• **Dataset rows**:
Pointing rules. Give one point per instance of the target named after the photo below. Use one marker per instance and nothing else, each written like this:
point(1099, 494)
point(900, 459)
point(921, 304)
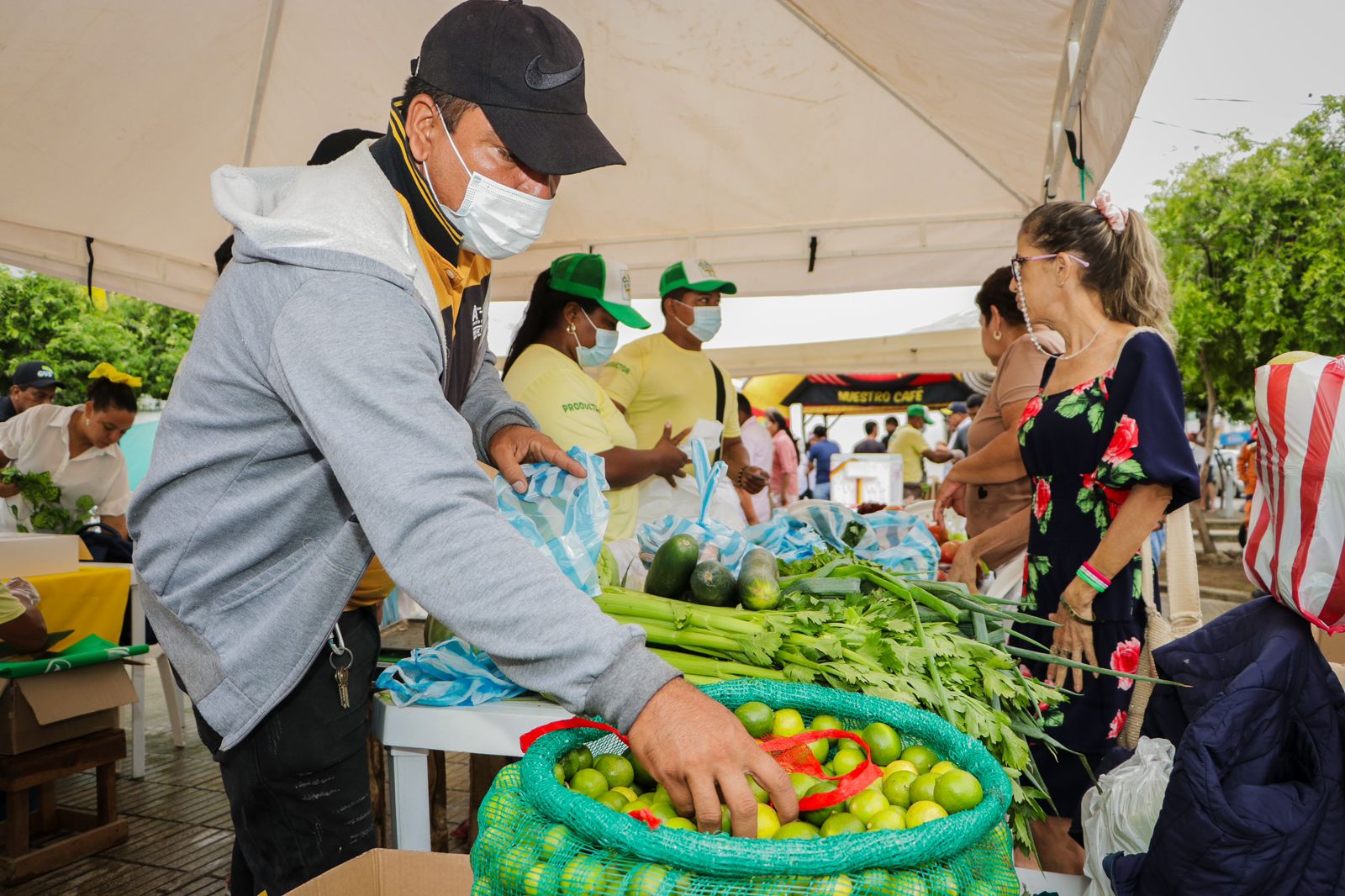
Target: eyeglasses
point(1015, 262)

• **WHAT IS BEING ASKED**: Revise the records above by changing "photo" to "image" and keeping every other word the same. Leave the pictures out of your version.

• **COMPLETED EXERCISE**:
Pointing rules. Give one point per instance of the target named after the image below. Use one marker per instance and nothing else, each written like this:
point(1099, 494)
point(900, 459)
point(921, 304)
Target: eyeglasses
point(1015, 262)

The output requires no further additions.